### QUOTED TEXT:
--------------------
Digital Fragments in Physical Space: On Andy Boot’s Sculptures
What is a work of art? What is creativity? Why do we believe in the value of art? Today, everyone is creative, whether involved in economics, science, or art. The only difference between working as an artist and most other professions is that artists do not receive a monthly income or regular payment. Otherwise, artists go about their daily working routine much like any other professional: they meet with clients and contractors, they negotiate with partners, they instruct their assistants, and they communicate their goals. So what makes their output so different? What is the value we find in a work of art?
--------------------
### DATA PROVIDED:
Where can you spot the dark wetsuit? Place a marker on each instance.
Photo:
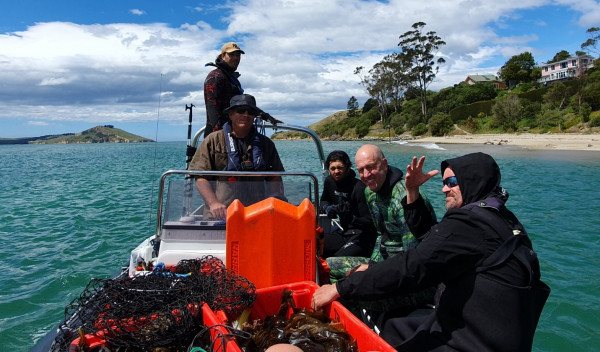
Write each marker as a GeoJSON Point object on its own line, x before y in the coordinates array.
--------------------
### WRITTEN REQUEST 1:
According to the essay on Andy Boot's sculptures, what is the only difference between working as an artist and most other professions?
### WRITTEN REQUEST 2:
Edit the passage of the essay on Andy Boot's sculptures starting at "Digital Fragments in" and ending at "in a work of art?", replacing "clients" with "collectors".

### TASK RESPONSE 1:
Artists do not receive a monthly income or regular payment.

### TASK RESPONSE 2:
Digital Fragments in Physical Space: On Andy Boot’s Sculptures
What is a work of art? What is creativity? Why do we believe in the value of art? Today, everyone is creative, whether involved in economics, science, or art. The only difference between working as an artist and most other professions is that artists do not receive a monthly income or regular payment. Otherwise, artists go about their daily working routine much like any other professional: they meet with collectors and contractors, they negotiate with partners, they instruct their assistants, and they communicate their goals. So what makes their output so different? What is the value we find in a work of art?